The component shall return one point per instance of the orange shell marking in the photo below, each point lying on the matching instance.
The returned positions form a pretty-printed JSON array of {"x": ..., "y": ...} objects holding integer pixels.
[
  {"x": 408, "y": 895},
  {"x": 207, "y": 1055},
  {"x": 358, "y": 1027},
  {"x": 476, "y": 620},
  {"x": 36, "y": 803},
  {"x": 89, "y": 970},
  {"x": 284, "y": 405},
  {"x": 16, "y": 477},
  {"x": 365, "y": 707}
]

▶ **Your instructions**: Could you return every record above exactly as written?

▶ **Solution to the exercise**:
The component shall return one point per instance of the orange shell marking in the photo below, each point lying on the matching instance.
The returned positions form a pretty-printed JSON array of {"x": ..., "y": ...} objects holding integer pixels.
[
  {"x": 408, "y": 895},
  {"x": 207, "y": 1055},
  {"x": 358, "y": 1027},
  {"x": 476, "y": 620},
  {"x": 36, "y": 803},
  {"x": 89, "y": 970},
  {"x": 284, "y": 405},
  {"x": 16, "y": 477},
  {"x": 365, "y": 707}
]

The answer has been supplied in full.